What you will do:
1. List every place name (state or county) that appears in the article on disability advocates and voting in Maricopa County.
2. In the article on disability advocates and voting in Maricopa County, quote the passage from "Disability Advocates Worried" to "accessing curbside voting.".
3. Summarize the article on disability advocates and voting in Maricopa County in two sentences.

Disability Advocates Worried Some Voters Could Be Disenfranchised In Maricopa County
People with disabilities often face barriers to voting in Arizona. Case in point: Cochise County tried to prohibit voters from accessing curbside voting.
Some disability advocates are worried that those who need help marking their ballot could be disenfranchised in Maricopa County.
We know the risks from COVID-19 disproportionately impact people with disabilities. We also know that reasonable accommodations must be provided to ensure equal access to the ballot.
Which is why on Friday, Maricopa County Recorder Adrian Fontes sought a court order to utilize videoconferencing to help people in long term care mark their ballot. State law allows for special election boards composed of one Republican and one Democrat to assist voters.
Sey In is a staff attorney at the Arizona Center for Disability Law.
"The special elections board is definitely like an accommodation, it's something that many people with disabilities could rely on so that they aren't disenfranchised."
Fontes used videoconferencing to help 10 voters cast ballots in the August primary.
Stigma is another huge barrier facing people with intellectual and developmental disabilities (IDD), and it can lead to a person being disenfranchised. In says sometimes poll workers are not trained to work with people with disabilities.
“They come and see individuals with IDD, who seek to cast a vote. For example, someone with Down syndrome," said In. "So the law says that unless you're under guardianship, and under guardianship, then you are still allowed to cast your vote, you are your own person.”
In says poll workers should presume competence and if the individual needs assistance, it should be provided.

Extracted data:
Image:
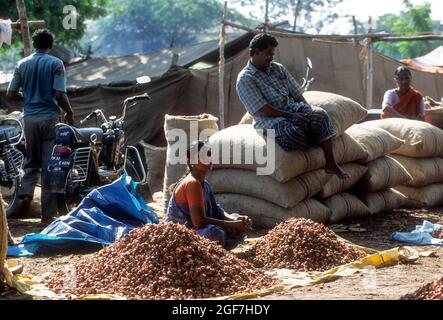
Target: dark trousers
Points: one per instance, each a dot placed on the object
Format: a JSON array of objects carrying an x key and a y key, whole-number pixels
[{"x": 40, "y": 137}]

...

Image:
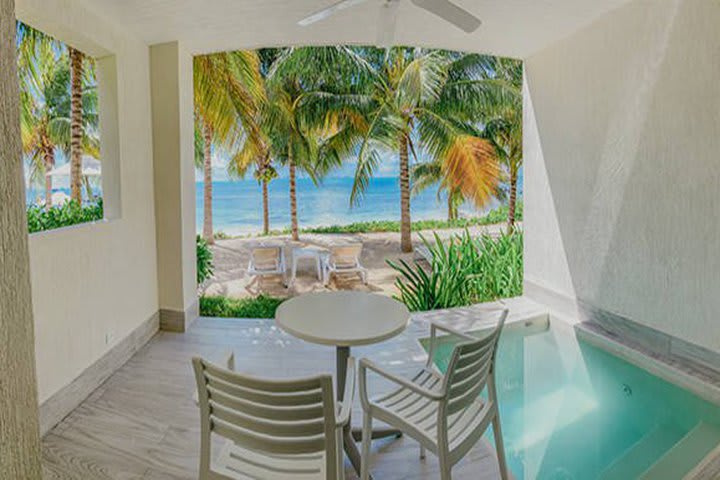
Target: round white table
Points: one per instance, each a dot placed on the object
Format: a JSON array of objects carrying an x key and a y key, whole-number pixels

--

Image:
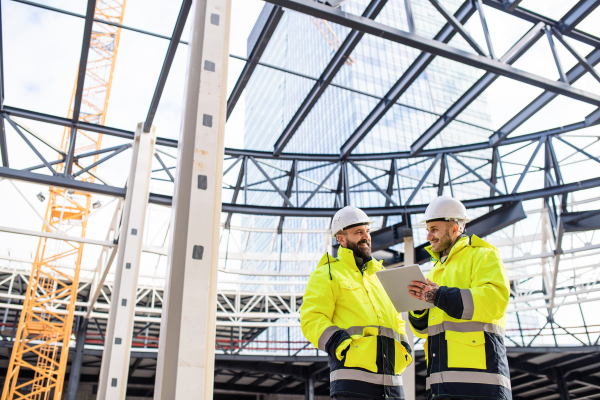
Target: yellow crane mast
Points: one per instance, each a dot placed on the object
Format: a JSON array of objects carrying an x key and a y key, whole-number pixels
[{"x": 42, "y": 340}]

Your responses:
1. Maricopa County, Arizona, Cochise County

2.
Disability Advocates Worried Some Voters Could Be Disenfranchised In Maricopa County
People with disabilities often face barriers to voting in Arizona. Case in point: Cochise County tried to prohibit voters from accessing curbside voting.

3. Some disability advocates are worried that voters who need help marking their ballots could be disenfranchised in Maricopa County, where Recorder Adrian Fontes sought a court order to use videoconferencing so special election boards can help people in long term care mark their ballots. Sey In, a staff attorney at the Arizona Center for Disability Law, says stigma is another barrier for people with intellectual and developmental disabilities, and that poll workers should presume competence and provide assistance when it is needed.